* [QUOTED TEXT]:
----------
Usage and Examples
This guide provides a progressive learning path from basic concepts to advanced production scenarios.
Getting Started
Start here if you’re new to multi-armed bandits or this library.
What you’ll learn: Your first bandit with Thompson sampling. Covers the basic pull-update cycle and core concepts like exploration vs exploitation.
Core Concepts
Essential techniques for effective bandit implementation.
Bayesian Updating (counts): Understanding how bandits learn from rewards using conjugate priors and posterior distributions.
Contextual Bandits (linear-bandits): Using user and item features to make personalized decisions with linear models.
Advanced Techniques
Powerful methods for improved efficiency and performance.
Cross-Arm Learning (hybrid-bandits): Share knowledge across similar arms for faster learning and better sample efficiency. Essential for large action spaces.
Production Deployment (persistence): Patterns for saving, loading, and updating bandits in live systems with proper serialization.
Specialized Scenarios
Handle challenging real-world conditions.
Adversarial Environments (adversarial): Robust bandits for non-stationary environments using EXP3A algorithm.
Delayed Feedback (delayed-reward): Handling scenarios where rewards arrive hours or days after actions.
Historical Data (offline-learning): Bootstrap bandits using existing data before deploying online.
Agent Types Guide
Choose the right agent for your use case:
- Agent
Non-contextual bandits where all users/items are identical. Use for simple A/B testing.
- ContextualAgent
Contextual bandits with separate models per arm. Use when arms are completely different (e.g., different product categories).
----------
* [RECORDED DATA]:
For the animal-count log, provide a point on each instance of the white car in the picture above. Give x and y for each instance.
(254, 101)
----------
* [AIM]:
Reproduce the part of the bandit usage guide starting at "Contextual Bandits (linear-bandits): Using" and ending at "large action spaces.", replacing "personalized" with "tailored".

* [RESPONSE]:
Contextual Bandits (linear-bandits): Using user and item features to make tailored decisions with linear models.
Advanced Techniques
Powerful methods for improved efficiency and performance.
Cross-Arm Learning (hybrid-bandits): Share knowledge across similar arms for faster learning and better sample efficiency. Essential for large action spaces.